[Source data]

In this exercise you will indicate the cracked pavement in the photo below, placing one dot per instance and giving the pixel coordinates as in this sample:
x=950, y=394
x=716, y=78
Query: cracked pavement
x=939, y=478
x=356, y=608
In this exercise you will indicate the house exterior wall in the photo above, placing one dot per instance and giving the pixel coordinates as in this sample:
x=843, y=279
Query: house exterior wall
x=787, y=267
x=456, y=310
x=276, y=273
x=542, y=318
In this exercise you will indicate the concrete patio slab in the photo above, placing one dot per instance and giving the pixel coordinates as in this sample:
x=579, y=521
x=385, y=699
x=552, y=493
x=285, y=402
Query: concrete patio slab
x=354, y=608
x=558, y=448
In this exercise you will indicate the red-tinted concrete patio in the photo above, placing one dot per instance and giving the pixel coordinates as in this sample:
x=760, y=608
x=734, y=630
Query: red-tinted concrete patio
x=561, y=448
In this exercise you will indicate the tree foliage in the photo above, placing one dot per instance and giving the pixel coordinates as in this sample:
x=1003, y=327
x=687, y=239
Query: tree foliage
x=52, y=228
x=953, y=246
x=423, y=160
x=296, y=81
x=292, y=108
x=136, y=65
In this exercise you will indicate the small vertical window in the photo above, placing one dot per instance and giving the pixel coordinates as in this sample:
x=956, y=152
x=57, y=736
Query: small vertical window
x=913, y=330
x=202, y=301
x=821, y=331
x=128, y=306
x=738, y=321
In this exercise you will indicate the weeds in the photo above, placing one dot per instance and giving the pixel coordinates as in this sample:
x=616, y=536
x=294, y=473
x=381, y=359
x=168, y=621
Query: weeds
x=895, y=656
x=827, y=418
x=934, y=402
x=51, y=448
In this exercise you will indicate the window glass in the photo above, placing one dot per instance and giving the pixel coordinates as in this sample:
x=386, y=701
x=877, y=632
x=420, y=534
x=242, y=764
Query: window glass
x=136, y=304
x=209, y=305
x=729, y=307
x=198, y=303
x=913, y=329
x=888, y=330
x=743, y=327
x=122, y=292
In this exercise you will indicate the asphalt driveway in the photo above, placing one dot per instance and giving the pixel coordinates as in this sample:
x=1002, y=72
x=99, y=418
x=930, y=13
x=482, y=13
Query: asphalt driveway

Task to carry out.
Reproduce every line of the listing above, from start to end, without changing anything.

Full response.
In this exercise you will indicate the cracked pavement in the photo below, placing one dot per instance and giving the pixel coordinates as in this sample:
x=950, y=394
x=716, y=78
Query: cracked pavement
x=939, y=478
x=356, y=608
In this exercise you will indicate the house exterior wall in the photo above, placing one dot per instance and giving the pixel coordinates as in this sample:
x=843, y=279
Query: house exterior wall
x=787, y=267
x=456, y=310
x=276, y=273
x=542, y=318
In this exercise you will indicate the concrete patio slab in the photo above, placing one dot per instance and giving the pixel coordinates as in this sample:
x=579, y=521
x=385, y=699
x=552, y=493
x=285, y=402
Query: concrete patio slab
x=354, y=608
x=558, y=448
In this exercise you will indicate the red-tinted concrete patio in the photo above, placing one dot per instance and giving the pixel coordinates as in this sample:
x=760, y=608
x=734, y=630
Query: red-tinted concrete patio
x=561, y=448
In this exercise you will indicate the tree foliage in the photo above, placing one dot per instance and giving the pixel coordinates as in this sample:
x=1003, y=327
x=687, y=239
Query: tree foliage
x=52, y=228
x=953, y=246
x=423, y=160
x=296, y=81
x=292, y=108
x=136, y=65
In this exercise you will indicate the small vertical window in the photo above, placing one dot per instance and giving the pixel coordinates as in this sample:
x=956, y=152
x=57, y=736
Query: small vertical window
x=913, y=330
x=202, y=301
x=821, y=331
x=128, y=306
x=738, y=321
In this exercise you will indicate the weeds in the photo above, placing one dot per instance and giving the pixel coordinates as in this sample:
x=616, y=536
x=294, y=473
x=381, y=359
x=168, y=621
Query: weeds
x=895, y=656
x=827, y=418
x=934, y=402
x=51, y=448
In this exercise you will indicate the window glass in the photo above, placing one dot per instance and giving the pixel coordinates as in this sample:
x=386, y=701
x=877, y=632
x=420, y=534
x=242, y=764
Query: window glass
x=136, y=304
x=209, y=305
x=729, y=307
x=198, y=303
x=913, y=329
x=888, y=330
x=743, y=327
x=122, y=292
In this exercise you will indicate the asphalt driveway in the photo above, placing one dot per instance and giving the pixel coordinates as in this sample:
x=1002, y=72
x=99, y=418
x=930, y=13
x=482, y=13
Query: asphalt driveway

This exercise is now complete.